_Passage source_:
Ce billet a paru dans Le Lien légitimiste n°72 de novembre-décembre 2016 (p.4 et 5) à la rubrique des 'Libres Propos de Catoneo' sous le titre De l'essartage des lauréats. Il entre en archives Royal-Artillerie à la St Basile, patron des calomniateurs, sous le libellé LLL.
Au grand tournoi de hache franque bien des crânes ont été fendus, dont celui des deux derniers présidents de la République et celui du Gaulliste de référence, ancien premier ministre. A croire que ce régime magique se purgerait des indésirables par lui-même ! De la poussière du champ clos monsieur Fillon a surgi, impeccable, épilé, qui fut désigné champion du Parti de l'Ordre, le dimanche anniversaire de la mort de Clovis. Un destin exceptionnel ! La Droite de gouvernement alignant les bannières de ses différences a rangé son infanterie en cohortes serrées qui regardent amusées la cohue des volailles socialistes tentant d'étouffer leur désordre dans un front de façade qui ne pourra recevoir d'aucune façon l'assaut ! Leur chef a passé Varennes sans encombres. Est-ce fini déjà ? Pratiquement, quoique !

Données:
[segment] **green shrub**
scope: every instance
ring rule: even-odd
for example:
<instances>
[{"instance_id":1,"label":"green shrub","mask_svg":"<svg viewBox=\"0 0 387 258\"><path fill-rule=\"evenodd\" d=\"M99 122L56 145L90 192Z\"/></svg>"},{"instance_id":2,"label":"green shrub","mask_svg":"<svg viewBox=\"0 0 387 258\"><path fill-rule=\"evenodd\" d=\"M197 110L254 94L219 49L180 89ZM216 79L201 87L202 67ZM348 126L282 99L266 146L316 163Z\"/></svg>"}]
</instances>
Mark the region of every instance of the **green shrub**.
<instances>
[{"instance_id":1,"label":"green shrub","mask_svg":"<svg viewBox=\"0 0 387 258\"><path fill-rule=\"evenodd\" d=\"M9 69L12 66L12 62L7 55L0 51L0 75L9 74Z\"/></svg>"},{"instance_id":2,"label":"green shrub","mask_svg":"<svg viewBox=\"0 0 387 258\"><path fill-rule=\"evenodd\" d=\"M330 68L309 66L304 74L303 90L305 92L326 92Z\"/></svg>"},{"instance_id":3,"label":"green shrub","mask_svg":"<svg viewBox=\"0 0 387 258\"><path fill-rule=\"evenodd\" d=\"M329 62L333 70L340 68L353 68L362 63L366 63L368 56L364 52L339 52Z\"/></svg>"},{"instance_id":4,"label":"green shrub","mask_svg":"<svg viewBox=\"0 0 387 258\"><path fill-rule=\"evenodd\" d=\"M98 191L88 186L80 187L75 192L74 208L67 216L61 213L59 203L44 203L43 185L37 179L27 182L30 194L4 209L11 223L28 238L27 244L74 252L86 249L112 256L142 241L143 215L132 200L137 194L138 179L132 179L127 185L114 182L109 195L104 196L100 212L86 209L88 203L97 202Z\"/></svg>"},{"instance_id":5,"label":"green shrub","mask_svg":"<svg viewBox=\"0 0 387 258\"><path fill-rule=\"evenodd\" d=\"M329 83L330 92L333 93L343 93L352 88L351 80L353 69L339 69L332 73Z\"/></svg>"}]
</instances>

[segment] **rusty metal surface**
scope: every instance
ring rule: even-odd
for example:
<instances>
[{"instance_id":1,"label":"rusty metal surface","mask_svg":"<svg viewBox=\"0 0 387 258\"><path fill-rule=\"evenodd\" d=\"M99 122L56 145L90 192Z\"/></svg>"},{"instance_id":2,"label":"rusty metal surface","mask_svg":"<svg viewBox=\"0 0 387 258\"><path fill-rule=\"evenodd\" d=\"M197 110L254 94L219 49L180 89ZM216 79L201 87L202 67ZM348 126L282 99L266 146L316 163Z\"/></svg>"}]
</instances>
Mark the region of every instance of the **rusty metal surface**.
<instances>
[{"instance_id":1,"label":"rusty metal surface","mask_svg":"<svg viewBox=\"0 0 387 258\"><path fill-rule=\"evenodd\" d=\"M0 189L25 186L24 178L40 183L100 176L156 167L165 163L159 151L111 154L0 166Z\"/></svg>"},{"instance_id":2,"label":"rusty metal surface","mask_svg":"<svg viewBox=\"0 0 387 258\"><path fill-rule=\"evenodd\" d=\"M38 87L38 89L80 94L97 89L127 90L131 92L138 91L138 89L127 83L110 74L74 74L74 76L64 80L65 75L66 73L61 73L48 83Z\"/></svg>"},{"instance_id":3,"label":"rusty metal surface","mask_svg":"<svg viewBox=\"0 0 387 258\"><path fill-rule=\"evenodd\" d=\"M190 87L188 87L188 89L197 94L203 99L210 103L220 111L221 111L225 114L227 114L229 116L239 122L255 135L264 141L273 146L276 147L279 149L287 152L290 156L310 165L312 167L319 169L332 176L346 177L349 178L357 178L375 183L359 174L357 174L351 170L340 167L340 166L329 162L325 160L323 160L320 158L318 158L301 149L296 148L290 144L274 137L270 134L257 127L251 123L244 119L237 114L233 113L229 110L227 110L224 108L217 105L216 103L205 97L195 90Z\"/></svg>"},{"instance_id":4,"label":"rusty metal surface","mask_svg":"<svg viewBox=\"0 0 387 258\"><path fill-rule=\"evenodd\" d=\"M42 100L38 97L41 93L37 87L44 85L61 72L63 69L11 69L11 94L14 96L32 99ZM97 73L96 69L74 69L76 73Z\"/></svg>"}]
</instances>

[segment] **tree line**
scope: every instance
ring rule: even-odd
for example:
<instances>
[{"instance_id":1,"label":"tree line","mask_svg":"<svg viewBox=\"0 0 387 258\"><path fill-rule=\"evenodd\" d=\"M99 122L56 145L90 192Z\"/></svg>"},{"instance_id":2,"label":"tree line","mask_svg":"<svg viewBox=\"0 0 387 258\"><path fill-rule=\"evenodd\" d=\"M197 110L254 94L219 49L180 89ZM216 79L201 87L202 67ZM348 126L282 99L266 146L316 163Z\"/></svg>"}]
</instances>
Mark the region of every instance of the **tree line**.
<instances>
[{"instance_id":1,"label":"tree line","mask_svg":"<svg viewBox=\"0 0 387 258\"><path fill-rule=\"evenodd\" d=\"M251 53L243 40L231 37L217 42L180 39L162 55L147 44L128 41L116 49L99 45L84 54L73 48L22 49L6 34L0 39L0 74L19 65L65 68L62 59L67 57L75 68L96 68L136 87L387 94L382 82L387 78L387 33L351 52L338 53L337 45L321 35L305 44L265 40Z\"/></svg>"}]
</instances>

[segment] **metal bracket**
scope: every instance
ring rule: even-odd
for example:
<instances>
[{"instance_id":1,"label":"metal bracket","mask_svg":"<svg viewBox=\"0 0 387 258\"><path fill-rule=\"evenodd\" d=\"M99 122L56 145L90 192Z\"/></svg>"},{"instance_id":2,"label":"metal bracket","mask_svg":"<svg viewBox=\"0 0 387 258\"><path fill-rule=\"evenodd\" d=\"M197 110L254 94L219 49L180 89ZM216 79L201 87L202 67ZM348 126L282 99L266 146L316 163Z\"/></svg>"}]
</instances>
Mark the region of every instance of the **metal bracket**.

==

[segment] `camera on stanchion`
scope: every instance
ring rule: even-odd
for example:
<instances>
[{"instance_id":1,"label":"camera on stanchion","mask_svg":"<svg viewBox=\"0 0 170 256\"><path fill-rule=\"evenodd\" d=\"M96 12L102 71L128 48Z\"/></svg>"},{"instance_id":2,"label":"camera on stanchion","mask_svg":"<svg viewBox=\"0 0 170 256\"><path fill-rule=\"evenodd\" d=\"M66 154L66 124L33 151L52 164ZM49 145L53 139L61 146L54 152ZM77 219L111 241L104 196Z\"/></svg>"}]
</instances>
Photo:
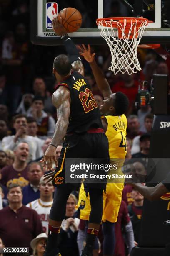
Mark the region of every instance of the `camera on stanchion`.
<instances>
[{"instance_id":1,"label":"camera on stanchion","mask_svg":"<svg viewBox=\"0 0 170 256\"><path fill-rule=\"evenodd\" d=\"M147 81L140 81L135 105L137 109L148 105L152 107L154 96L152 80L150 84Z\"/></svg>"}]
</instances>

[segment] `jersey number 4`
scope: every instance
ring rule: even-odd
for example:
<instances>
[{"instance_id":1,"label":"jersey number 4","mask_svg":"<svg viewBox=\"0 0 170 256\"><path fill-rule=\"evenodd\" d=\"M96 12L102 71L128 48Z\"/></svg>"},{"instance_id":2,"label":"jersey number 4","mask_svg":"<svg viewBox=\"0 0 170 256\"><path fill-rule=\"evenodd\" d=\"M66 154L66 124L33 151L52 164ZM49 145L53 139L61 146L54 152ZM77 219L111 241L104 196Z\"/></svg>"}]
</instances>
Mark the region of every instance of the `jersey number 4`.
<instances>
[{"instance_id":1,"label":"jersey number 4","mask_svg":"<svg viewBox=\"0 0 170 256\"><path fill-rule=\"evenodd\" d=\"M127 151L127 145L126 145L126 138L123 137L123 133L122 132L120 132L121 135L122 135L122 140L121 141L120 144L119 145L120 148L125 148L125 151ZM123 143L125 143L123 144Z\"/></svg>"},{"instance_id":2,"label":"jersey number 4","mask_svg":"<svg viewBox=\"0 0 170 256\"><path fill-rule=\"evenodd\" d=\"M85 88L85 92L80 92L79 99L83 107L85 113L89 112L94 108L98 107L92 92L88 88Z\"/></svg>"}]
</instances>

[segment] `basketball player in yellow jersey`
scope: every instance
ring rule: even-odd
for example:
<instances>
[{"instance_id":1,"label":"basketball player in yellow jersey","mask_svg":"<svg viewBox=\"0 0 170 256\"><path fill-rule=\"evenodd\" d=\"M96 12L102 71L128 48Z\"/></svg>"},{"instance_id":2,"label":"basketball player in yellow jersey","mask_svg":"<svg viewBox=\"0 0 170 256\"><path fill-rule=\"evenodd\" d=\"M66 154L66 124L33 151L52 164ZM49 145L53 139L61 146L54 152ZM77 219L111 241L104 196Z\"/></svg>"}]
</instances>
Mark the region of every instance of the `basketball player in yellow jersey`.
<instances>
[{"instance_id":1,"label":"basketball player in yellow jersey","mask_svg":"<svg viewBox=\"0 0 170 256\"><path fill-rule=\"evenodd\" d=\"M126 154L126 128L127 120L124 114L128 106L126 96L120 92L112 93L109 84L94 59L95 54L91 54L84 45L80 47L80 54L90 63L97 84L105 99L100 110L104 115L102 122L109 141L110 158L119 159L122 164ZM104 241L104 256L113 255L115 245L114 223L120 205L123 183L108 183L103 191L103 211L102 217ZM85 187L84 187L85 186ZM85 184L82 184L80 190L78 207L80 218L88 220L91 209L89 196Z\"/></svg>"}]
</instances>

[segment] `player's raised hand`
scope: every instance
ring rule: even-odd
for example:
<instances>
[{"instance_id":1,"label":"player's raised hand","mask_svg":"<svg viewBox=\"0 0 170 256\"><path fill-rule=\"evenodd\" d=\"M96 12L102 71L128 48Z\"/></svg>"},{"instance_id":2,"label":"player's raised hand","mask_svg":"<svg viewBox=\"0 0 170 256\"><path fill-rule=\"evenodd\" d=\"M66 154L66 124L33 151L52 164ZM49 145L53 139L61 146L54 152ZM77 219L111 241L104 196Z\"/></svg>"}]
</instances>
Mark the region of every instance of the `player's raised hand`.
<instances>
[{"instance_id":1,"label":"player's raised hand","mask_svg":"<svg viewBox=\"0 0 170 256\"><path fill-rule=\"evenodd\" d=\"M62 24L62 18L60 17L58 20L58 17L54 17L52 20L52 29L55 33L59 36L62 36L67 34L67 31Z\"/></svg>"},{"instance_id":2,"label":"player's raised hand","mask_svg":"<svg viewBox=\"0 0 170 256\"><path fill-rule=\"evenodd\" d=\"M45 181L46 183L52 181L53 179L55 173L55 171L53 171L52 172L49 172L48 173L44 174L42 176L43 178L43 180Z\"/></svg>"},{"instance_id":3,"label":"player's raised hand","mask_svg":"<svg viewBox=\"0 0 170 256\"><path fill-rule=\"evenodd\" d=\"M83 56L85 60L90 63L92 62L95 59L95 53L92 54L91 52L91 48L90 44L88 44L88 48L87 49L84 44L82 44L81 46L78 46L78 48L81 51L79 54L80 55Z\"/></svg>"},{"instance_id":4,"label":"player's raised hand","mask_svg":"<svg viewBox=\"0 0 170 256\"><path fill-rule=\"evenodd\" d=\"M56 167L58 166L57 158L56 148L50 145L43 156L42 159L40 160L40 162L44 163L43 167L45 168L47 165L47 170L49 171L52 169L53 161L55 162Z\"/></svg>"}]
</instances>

_Consigne donnée A_:
Répondez aux questions suivantes sur le billet :
(i) Dans quel numéro du Lien légitimiste a-t-il paru ?
(ii) Quel jour monsieur Fillon a-t-il été désigné champion du Parti de l'Ordre ?
(iii) Qu'est-ce que « Leur chef » a passé sans encombres ?
_Consigne donnée B_:
Indiquez, s'il vous plaît, combien de lignes des enregistrements contiennent la chaîne « bracket ». Donnez seulement le nombre.
Le billet et les enregistrements n'ont aucun rapport entre eux.

_Solution complète A_:
(i) Le n°72, de novembre-décembre 2016.
(ii) Le dimanche anniversaire de la mort de Clovis.
(iii) Varennes.

_Solution complète B_:
3